**Listed records**:
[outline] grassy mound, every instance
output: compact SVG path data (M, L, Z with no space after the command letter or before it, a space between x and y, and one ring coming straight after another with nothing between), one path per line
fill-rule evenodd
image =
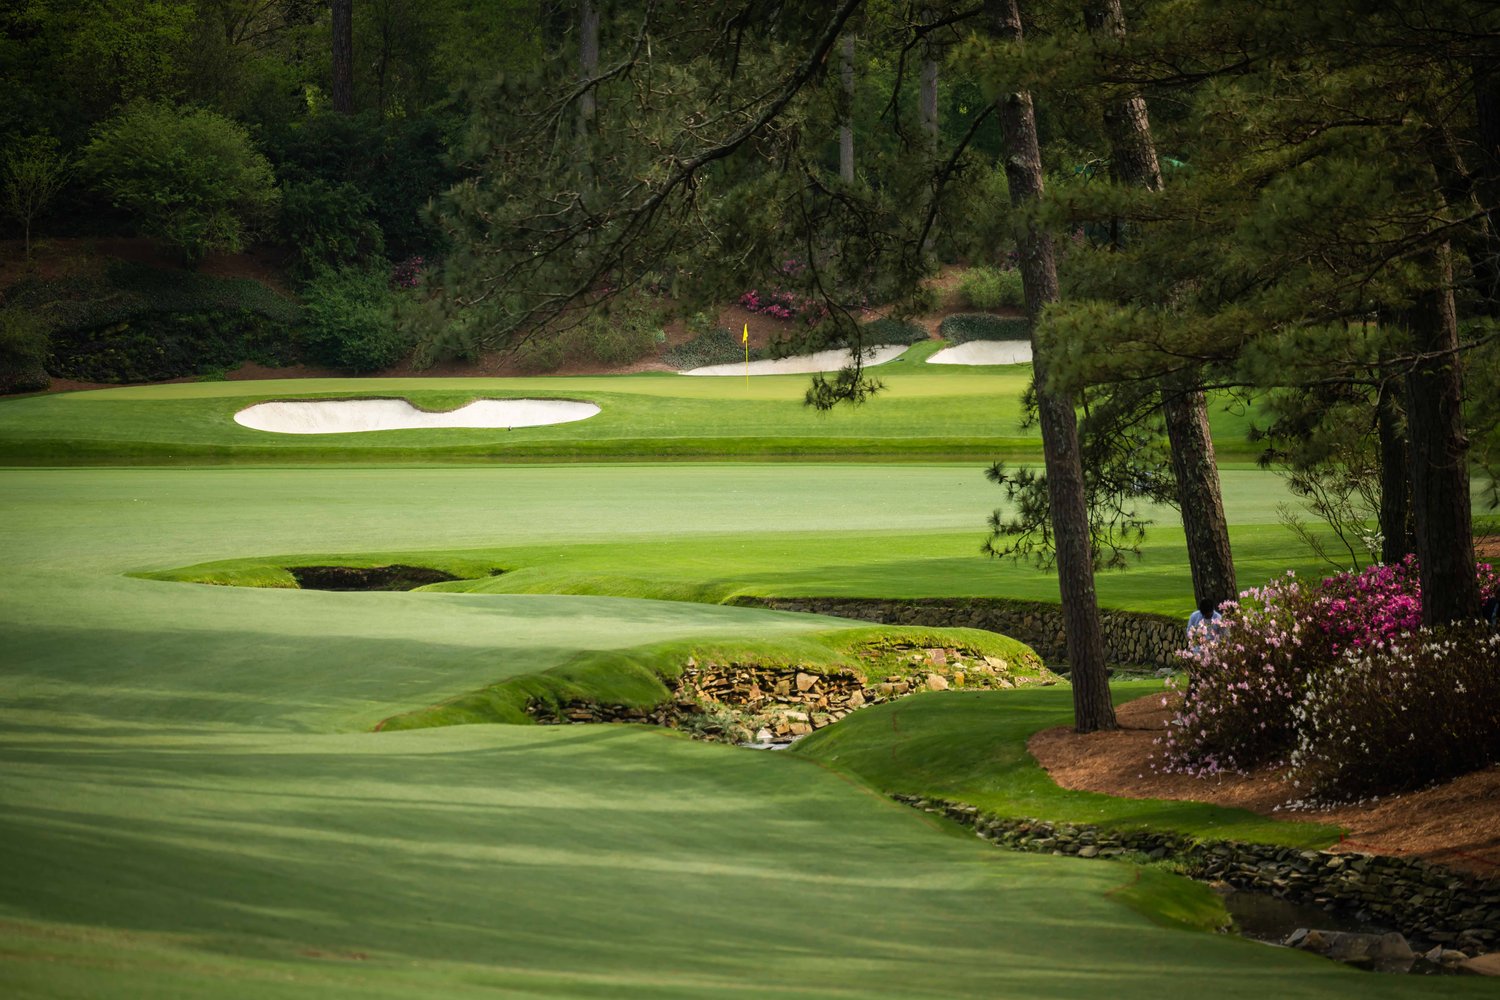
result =
M527 706L560 708L569 702L649 708L671 697L671 685L691 664L736 664L809 673L850 671L865 680L912 676L913 649L947 647L971 659L1004 659L1015 678L1050 676L1024 644L978 629L923 629L868 626L810 632L767 640L691 639L634 649L582 654L540 674L525 674L460 695L440 705L405 712L380 728L427 729L466 723L529 724Z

**How to complete this task**: Return the preceding entries verbatim, with the pictures excluded.

**Response to this exercise**:
[outline] grassy mound, every instance
output: compact SVG path data (M, L, Z with no space after the command letter or before it, a space between x and y, and one ring coming straight after another with nothing between), one path per line
fill-rule evenodd
image =
result =
M527 706L560 708L569 702L649 708L671 697L671 685L691 664L736 664L809 673L850 671L865 680L912 676L913 649L947 647L971 659L1004 659L1015 678L1050 676L1024 644L978 629L923 629L868 626L810 632L767 640L691 639L634 649L582 654L540 674L525 674L460 695L440 705L405 712L380 728L427 729L466 723L529 724Z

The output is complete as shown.